Exercise instructions: Please give the data below again in full, exactly as it stands.

(Recorded data)
__________

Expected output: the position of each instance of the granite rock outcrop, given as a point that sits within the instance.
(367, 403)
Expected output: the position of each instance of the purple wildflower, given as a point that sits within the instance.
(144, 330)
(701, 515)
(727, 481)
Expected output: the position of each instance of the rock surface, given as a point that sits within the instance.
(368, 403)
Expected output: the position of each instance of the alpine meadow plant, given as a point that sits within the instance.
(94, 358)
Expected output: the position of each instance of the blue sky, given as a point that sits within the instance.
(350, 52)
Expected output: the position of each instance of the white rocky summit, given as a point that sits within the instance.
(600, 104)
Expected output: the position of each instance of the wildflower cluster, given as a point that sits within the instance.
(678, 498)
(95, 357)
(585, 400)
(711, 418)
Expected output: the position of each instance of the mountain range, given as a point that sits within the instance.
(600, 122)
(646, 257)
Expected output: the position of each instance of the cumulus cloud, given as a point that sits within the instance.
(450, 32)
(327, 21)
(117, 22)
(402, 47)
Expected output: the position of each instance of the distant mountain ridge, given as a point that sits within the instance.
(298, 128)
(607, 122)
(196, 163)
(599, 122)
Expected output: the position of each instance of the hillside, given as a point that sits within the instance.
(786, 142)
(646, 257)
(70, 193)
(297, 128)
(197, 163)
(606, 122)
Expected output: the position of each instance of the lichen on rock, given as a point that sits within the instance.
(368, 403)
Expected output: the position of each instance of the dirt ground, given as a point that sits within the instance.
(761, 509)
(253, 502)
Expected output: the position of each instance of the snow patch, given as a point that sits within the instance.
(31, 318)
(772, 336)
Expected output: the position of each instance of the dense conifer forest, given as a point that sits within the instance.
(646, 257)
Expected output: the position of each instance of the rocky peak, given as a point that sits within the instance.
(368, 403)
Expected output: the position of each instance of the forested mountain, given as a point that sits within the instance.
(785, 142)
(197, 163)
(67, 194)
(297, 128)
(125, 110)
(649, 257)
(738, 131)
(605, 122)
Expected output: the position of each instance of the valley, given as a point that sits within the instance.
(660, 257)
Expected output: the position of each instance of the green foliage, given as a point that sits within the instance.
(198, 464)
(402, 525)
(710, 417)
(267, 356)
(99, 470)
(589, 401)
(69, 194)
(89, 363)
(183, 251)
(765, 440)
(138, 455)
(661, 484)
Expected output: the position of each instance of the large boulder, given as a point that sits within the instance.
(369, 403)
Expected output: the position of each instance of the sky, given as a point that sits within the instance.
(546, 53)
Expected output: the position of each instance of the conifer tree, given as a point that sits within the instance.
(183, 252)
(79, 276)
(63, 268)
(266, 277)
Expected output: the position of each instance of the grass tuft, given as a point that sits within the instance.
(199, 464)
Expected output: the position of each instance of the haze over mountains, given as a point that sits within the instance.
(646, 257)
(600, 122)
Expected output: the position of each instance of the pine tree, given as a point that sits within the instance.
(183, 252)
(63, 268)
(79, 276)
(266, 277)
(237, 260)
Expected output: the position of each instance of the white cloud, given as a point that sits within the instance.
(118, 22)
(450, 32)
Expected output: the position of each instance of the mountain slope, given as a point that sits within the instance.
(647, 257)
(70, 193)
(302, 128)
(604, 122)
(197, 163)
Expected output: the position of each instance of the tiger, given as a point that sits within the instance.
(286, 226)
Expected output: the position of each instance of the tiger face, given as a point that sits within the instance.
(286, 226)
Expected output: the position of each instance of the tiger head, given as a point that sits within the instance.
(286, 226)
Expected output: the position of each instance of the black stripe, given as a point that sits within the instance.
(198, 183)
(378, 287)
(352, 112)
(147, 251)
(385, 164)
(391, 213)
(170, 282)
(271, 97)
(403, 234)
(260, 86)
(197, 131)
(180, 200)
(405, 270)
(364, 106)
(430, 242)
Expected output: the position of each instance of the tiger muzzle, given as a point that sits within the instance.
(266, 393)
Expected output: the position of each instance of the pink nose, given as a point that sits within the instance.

__________

Result below:
Expected output: the position of each instance of the granite rock outcrop, given as a point that sits within the instance.
(367, 403)
Expected output: the position of each instance of the purple wildflower, given as a point that sits within the instance.
(144, 330)
(701, 515)
(727, 481)
Expected output: the position of each instance of the rock surface, given as a point that sits within the instance.
(368, 403)
Expected output: the position of each instance of the alpine meadow plant, given as a point that sits within the instance.
(94, 358)
Expected output: the position of each instance of the blue sky, given as a point that sits within the instance.
(350, 52)
Expected output: the position of each instance of the white rocky summit, given as a point that sits within the instance.
(600, 104)
Expected output: the position of each instance of the wildflower cluster, given as a point that sits within the instance.
(678, 498)
(95, 357)
(585, 400)
(711, 418)
Expected output: the position of each instance of the mountain range, given as a point that sits within the instance.
(600, 122)
(646, 257)
Expected output: the position of each instance of the cumulus cloud, given as a point that sits within the instance.
(450, 32)
(327, 21)
(117, 22)
(402, 47)
Expected output: the position of each instance of the distant mountain ridge, given as a point that sits within the instance.
(298, 128)
(607, 122)
(196, 163)
(599, 122)
Expected output: the position of each instance of the hillside, given as a point that sits within the instance.
(786, 142)
(646, 257)
(70, 193)
(297, 128)
(197, 163)
(606, 122)
Expected output: the position of each instance of the lichen on rock, given as a point that sits within the instance.
(368, 403)
Expected output: the position of each instance of the dirt ground, given as a point that sits within the instance.
(761, 509)
(253, 502)
Expected output: the position of each instance of the snow patch, given as a point that sits within the instance.
(31, 318)
(772, 336)
Expected output: the position of each instance of the dense conifer forest, given as a point that sits within the instance.
(646, 257)
Expected output: the position of each instance of the rocky peak, given as a point that sits within the instance.
(368, 403)
Expected output: the position of each instance of the forested mountain, given as a point that sits within the instance.
(785, 142)
(197, 163)
(67, 194)
(297, 128)
(125, 110)
(649, 257)
(738, 131)
(605, 122)
Expected output: the position of each instance of the valley, given as a point that sits within the instance.
(660, 257)
Expected output: the position of each instance of the green foliage, given as a point that sits within the instance.
(198, 464)
(402, 525)
(710, 417)
(267, 356)
(99, 470)
(589, 401)
(69, 194)
(89, 363)
(183, 251)
(765, 440)
(138, 455)
(661, 484)
Expected output: the position of each instance of the large boulder, given as a point that sits within the instance.
(369, 403)
Expected output: the position of each instance of the sky, given as a point that sits within the instance.
(546, 53)
Expected output: the position of each instance of the conifer tree, given as a point that sits within the instance.
(183, 252)
(79, 276)
(63, 268)
(266, 277)
Expected output: the position of each instance of the grass tuft, given as a point that sits within the instance.
(199, 464)
Expected output: the position of each instance of the haze over mountains, given as a point that sits within the instance.
(646, 257)
(600, 122)
Expected output: the position of each instance of the pine tree, given as a point that sits within the instance.
(183, 252)
(63, 268)
(79, 276)
(266, 277)
(237, 260)
Expected output: the position of each instance of the white cloud, given as a point that sits within the instance.
(118, 22)
(450, 32)
Expected output: the position of each instance of the mountain slope, given as a point that sits within the instance.
(647, 257)
(70, 193)
(302, 128)
(604, 122)
(197, 163)
Expected output: the position of each instance of the tiger, given as a point that sits within the instance.
(286, 226)
Expected output: the position of each instance of the tiger face, given as a point that sits within the instance.
(286, 226)
Expected output: the position of each instance of the tiger head, given as a point that sits within the instance.
(286, 226)
Expected output: the position of each instance of the black stripe, given as a point that sits within the instance.
(198, 183)
(378, 287)
(352, 112)
(147, 251)
(385, 164)
(391, 213)
(170, 282)
(271, 97)
(403, 234)
(260, 86)
(197, 131)
(180, 200)
(405, 270)
(364, 106)
(430, 242)
Expected output: the position of each instance of the tiger muzzle, given as a point that sits within the instance.
(266, 393)
Expected output: the position of each instance of the pink nose, given as a point that sits within the instance.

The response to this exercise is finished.